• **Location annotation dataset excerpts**
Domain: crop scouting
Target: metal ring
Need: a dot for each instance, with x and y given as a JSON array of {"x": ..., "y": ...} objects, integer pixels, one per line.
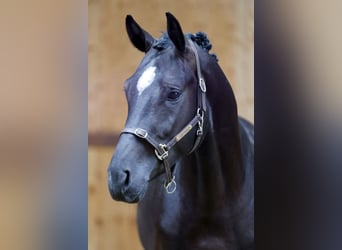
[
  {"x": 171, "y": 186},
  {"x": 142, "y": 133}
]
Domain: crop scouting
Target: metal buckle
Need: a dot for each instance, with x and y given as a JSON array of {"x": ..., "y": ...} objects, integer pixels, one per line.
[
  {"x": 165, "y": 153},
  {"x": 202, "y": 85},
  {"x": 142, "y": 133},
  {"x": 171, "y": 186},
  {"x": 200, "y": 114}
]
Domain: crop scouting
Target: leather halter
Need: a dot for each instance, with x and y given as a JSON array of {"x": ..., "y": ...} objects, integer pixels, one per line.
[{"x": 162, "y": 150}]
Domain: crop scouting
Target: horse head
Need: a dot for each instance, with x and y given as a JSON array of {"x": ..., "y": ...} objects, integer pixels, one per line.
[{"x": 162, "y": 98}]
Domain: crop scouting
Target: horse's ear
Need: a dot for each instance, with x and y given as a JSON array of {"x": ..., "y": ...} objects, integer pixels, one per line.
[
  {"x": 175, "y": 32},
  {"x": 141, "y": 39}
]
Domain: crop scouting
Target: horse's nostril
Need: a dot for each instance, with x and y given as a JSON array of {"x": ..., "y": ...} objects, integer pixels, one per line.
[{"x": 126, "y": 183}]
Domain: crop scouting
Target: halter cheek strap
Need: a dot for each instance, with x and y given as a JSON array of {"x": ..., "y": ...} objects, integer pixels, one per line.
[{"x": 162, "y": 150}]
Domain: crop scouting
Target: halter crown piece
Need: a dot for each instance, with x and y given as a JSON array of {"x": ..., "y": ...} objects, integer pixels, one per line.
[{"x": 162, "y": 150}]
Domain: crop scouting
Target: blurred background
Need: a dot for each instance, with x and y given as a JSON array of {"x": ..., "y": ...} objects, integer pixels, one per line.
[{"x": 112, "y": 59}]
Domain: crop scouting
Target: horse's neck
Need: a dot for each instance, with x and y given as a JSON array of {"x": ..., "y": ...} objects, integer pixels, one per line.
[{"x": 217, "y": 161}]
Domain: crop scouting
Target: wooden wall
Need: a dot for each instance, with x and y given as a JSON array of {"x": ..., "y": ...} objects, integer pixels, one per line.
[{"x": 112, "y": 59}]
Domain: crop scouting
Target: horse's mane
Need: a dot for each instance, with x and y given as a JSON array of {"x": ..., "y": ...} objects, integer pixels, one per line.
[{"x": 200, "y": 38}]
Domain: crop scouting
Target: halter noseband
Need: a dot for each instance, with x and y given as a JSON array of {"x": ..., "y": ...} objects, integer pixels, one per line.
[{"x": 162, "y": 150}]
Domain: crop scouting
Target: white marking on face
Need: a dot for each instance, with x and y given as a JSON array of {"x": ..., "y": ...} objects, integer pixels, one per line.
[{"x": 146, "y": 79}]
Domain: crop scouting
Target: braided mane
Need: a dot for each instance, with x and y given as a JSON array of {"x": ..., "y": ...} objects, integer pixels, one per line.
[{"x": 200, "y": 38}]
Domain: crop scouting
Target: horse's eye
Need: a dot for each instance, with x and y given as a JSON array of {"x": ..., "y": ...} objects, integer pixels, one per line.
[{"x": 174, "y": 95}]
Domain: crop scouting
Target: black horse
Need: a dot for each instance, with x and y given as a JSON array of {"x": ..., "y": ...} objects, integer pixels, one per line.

• **Problem to solve**
Return every line of the rows above that contains the string "halter", matching case exactly.

• **Answer in full**
Target: leather halter
Target: halter cheek strap
Target: halter crown piece
Target: halter noseband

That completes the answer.